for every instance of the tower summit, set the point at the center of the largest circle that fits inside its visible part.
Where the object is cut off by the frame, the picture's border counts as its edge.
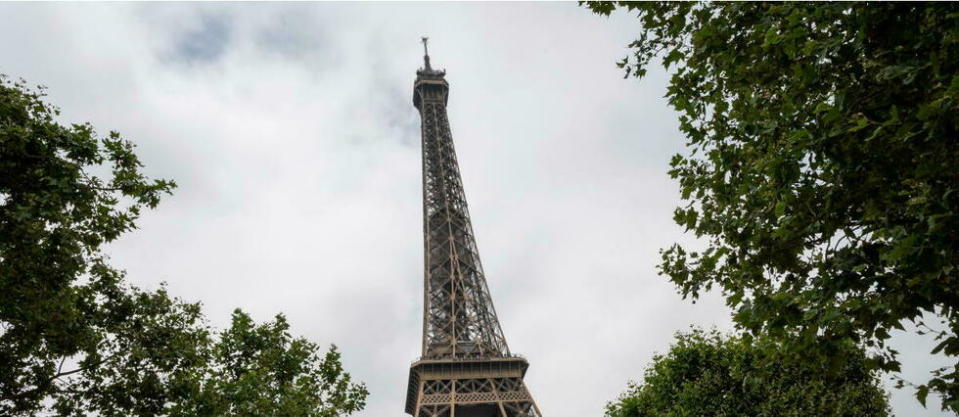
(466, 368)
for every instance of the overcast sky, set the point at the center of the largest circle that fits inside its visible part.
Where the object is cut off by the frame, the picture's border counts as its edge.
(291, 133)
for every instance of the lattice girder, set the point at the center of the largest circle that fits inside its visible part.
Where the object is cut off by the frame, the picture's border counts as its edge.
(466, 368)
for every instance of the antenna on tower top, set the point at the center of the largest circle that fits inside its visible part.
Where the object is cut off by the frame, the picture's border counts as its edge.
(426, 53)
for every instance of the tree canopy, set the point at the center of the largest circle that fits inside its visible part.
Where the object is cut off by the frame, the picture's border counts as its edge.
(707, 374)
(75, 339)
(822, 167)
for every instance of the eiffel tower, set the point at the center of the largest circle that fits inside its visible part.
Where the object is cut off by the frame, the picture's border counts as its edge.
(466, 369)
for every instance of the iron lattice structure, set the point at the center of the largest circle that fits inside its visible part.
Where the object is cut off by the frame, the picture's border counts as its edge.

● ● ●

Reproduce the items word for word, starting at the line containing "for every instance of the iron" and continuing through the final line of the items, both ends included.

# OUTPUT OF THE TASK
for every instance of the iron lattice structure, set the point at the center of the largest circle that fits inside its visible part.
Where the object is cut off by the frame, the picture's border counts as its edge.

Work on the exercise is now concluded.